Stored items from a collection:
══════════

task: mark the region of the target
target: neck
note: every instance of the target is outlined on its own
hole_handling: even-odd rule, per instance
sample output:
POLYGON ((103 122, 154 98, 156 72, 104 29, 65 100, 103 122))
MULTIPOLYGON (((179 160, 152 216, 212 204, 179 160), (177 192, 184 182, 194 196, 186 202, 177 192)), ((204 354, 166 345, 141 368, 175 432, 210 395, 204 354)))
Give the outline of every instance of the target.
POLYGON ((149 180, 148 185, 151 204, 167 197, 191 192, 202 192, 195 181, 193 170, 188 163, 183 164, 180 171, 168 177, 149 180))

══════════

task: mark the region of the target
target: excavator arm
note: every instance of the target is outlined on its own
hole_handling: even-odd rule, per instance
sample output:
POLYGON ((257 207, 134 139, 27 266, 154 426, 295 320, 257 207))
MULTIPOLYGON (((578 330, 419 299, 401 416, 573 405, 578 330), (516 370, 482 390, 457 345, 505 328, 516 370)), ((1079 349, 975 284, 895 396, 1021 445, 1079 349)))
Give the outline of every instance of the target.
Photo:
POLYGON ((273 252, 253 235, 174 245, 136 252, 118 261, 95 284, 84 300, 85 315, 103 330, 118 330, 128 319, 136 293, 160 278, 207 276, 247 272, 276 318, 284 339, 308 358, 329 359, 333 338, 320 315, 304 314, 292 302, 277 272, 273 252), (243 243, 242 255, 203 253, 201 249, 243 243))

══════════

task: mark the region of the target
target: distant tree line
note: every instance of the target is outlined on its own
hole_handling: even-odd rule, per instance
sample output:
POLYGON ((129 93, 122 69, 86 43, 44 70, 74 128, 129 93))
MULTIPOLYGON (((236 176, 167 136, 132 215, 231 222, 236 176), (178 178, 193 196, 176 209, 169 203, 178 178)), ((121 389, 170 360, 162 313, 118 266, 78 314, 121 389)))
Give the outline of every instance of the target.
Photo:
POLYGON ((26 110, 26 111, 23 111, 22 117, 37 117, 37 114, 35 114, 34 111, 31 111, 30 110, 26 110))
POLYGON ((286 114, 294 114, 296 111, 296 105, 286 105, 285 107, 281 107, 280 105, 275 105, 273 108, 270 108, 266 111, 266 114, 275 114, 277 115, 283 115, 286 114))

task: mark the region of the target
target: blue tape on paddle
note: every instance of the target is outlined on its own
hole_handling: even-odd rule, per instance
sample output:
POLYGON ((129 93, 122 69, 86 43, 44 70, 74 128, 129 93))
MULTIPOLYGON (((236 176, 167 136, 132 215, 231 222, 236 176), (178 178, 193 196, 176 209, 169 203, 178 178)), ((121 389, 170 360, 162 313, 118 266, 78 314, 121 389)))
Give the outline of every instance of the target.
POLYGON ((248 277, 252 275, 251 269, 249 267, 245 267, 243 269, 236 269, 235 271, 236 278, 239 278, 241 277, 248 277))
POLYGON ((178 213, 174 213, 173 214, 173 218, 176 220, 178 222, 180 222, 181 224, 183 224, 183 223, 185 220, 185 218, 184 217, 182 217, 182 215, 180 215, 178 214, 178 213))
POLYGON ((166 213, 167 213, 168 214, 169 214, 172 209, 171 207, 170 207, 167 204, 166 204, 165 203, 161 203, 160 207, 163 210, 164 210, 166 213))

══════════

● Your objective:
Gather every line in the entries above that contains the string "MULTIPOLYGON". Letter case counts when matching.

● Solution for this exercise:
MULTIPOLYGON (((179 160, 152 216, 212 204, 179 160), (177 192, 184 182, 194 196, 186 202, 177 192)), ((204 354, 166 345, 141 368, 175 432, 210 395, 204 354)))
MULTIPOLYGON (((578 330, 419 299, 401 416, 573 405, 578 330), (516 370, 482 390, 457 345, 505 328, 516 370)), ((1079 349, 975 284, 895 396, 1021 445, 1079 349)))
MULTIPOLYGON (((236 176, 167 136, 132 215, 231 222, 236 176), (178 178, 193 196, 176 209, 169 203, 178 178)), ((121 389, 170 360, 162 313, 118 266, 78 314, 121 389)))
MULTIPOLYGON (((236 176, 167 136, 132 215, 231 222, 236 176), (178 178, 193 196, 176 209, 169 203, 178 178)), ((121 389, 170 360, 162 313, 118 266, 78 314, 121 389)))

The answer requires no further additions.